▸ Stated exercise
Reproduce word for word the stretch of the voice-to-image guide below from "Create realistic AI" through "the Executor )".

▸ Extract provided
★ ★ ★ ★ ★
Create realistic AI generated images from human voice
Leveraging open ai whisper and StableDiffusion in a cloud native application powered by Jina
Under the hood the whisper and stable diffusion models are wrapped into Executors that will make them self-contained microservices. Both of the microservices will be chained into a Flow. The Flow expose a gRPC endpoint which accept DocumentArray as input.
This is an example of a multi-modal application that can be built with jina
- Install requirements:
pip install -r requirements.txt
pip install -r executors/stablediffusion/requirements.txt
pip install -r executors/whisper/requirements.txt
- Start the jina Flow ( you need to get a HF token and accept the StableDiffusion terms to get the model weight. Otherwise you should provide it yourself to the Executor )
JINA_MP_START_METHOD=spawn HF_TOKEN=YOUR_FH_TOKEN python flow.py
- Alternatively you can deploy the Flow on Jcloud. To do so you should edit the flow.yml and put your HF token in it.
pip install jcloud
jc login
jc deploy flow.yml
- Start the gradio UI
python ui.py
or if you started the flow in Jcloud you can do
python ui.py --host grpcs://FLOW_ID.wolf.jina.ai
- Or just talk directly to the backend with the jina Client
from jina import Client
from docarray import Document
client = Client(host='localhost:54322')
docs = client.post('/', inputs=[Document(uri='audio.wav') for _ in range(1)])
for img in docs[0].matches:
img.load_uri_to_image_tensor()
docs[0].matches.plot_image_sprites()
★ ★ ★ ★ ★
(Pointing records)
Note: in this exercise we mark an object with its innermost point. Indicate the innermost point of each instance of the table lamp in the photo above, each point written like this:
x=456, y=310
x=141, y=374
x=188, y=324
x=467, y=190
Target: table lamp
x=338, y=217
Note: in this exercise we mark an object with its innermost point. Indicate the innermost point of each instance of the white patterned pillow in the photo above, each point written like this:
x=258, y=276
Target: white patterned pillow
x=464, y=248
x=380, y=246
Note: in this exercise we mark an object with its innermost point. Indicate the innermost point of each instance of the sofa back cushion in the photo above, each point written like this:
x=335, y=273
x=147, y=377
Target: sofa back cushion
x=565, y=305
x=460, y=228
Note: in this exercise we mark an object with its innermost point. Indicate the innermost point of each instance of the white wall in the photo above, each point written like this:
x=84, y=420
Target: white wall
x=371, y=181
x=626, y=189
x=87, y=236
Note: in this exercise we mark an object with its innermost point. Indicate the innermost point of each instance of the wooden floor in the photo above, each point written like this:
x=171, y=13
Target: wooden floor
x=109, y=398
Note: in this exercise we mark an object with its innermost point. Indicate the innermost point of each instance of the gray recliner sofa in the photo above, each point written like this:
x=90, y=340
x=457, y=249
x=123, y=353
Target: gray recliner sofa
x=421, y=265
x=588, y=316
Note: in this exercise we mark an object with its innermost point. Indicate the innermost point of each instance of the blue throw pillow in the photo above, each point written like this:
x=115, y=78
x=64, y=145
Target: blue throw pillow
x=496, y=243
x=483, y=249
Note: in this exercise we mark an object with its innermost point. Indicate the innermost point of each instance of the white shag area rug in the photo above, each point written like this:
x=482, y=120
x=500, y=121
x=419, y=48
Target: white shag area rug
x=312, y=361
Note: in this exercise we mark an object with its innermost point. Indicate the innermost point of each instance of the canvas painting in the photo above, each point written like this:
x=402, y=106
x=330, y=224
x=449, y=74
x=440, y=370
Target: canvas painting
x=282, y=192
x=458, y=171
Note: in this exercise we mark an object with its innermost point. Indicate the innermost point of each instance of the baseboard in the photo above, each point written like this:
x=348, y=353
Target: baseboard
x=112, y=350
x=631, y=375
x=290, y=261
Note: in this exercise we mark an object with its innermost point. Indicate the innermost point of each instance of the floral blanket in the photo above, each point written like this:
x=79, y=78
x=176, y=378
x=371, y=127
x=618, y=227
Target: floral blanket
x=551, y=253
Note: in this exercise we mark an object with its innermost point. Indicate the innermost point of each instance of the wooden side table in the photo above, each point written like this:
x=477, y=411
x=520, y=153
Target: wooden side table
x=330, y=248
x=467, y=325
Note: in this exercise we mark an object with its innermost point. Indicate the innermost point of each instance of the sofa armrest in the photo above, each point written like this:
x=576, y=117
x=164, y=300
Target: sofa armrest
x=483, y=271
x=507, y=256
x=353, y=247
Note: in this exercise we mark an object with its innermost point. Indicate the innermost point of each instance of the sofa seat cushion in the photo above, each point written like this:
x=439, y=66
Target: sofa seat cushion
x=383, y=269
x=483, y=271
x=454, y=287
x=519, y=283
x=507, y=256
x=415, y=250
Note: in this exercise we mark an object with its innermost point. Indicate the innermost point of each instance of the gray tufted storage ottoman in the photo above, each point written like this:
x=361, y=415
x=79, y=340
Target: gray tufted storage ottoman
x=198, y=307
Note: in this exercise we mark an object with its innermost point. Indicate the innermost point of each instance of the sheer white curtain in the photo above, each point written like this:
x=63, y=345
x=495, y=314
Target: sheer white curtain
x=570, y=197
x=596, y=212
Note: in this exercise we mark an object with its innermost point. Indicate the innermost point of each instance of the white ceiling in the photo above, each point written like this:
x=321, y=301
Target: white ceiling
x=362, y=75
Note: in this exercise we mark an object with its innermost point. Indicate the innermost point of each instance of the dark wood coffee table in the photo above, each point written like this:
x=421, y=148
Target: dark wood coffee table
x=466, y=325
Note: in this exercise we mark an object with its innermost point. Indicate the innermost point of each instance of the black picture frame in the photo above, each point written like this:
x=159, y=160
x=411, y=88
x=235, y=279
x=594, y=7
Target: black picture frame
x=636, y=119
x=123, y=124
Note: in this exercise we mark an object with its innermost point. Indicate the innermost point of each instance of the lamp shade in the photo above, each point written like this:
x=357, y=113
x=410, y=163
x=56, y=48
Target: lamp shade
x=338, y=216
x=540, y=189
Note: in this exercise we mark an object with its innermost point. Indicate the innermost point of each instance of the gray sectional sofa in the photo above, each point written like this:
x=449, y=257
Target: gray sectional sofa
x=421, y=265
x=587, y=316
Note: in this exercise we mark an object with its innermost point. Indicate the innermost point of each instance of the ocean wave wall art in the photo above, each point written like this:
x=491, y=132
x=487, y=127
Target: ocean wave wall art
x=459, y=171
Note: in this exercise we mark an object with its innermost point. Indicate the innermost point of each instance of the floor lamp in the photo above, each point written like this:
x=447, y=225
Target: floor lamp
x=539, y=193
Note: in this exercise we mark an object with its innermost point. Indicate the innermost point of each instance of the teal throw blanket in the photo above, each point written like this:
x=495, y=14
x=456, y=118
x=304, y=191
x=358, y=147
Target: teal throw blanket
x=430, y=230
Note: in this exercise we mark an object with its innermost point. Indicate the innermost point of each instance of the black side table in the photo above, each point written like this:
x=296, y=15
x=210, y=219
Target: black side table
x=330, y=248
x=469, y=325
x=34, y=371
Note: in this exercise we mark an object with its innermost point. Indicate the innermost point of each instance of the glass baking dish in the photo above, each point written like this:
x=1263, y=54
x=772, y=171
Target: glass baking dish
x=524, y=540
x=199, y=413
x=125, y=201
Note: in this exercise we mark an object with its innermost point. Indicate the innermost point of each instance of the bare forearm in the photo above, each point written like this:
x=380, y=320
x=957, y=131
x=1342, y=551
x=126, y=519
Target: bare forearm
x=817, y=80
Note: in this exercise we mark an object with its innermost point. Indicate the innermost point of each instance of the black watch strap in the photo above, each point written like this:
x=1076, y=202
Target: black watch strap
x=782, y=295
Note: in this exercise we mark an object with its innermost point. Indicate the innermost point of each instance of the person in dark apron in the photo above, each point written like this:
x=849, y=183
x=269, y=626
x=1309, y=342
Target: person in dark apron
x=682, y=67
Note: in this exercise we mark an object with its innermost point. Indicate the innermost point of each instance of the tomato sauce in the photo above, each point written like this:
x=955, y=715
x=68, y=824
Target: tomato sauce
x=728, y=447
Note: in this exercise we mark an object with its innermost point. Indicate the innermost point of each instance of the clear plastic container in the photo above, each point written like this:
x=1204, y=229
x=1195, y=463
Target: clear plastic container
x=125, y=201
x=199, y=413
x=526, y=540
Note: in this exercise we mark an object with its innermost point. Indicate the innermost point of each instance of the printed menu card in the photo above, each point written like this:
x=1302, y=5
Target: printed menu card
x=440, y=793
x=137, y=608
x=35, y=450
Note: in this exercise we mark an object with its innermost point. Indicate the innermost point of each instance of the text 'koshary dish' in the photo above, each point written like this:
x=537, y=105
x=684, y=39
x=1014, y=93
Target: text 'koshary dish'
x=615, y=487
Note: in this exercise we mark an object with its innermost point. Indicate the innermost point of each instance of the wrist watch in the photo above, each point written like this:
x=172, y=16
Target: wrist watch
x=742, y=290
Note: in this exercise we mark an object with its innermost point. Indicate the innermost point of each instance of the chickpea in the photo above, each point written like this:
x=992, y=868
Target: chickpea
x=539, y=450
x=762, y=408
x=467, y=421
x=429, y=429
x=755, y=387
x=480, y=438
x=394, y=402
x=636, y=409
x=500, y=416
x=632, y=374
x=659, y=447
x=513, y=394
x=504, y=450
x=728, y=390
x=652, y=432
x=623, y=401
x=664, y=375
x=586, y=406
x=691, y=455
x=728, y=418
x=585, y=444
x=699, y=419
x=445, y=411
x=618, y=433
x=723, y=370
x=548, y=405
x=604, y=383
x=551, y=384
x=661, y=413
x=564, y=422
★ ★ ★ ★ ★
▸ Exercise solution
Create realistic AI generated images from human voice
Leveraging open ai whisper and StableDiffusion in a cloud native application powered by Jina
Under the hood the whisper and stable diffusion models are wrapped into Executors that will make them self-contained microservices. Both of the microservices will be chained into a Flow. The Flow expose a gRPC endpoint which accept DocumentArray as input.
This is an example of a multi-modal application that can be built with jina
- Install requirements:
pip install -r requirements.txt
pip install -r executors/stablediffusion/requirements.txt
pip install -r executors/whisper/requirements.txt
- Start the jina Flow ( you need to get a HF token and accept the StableDiffusion terms to get the model weight. Otherwise you should provide it yourself to the Executor )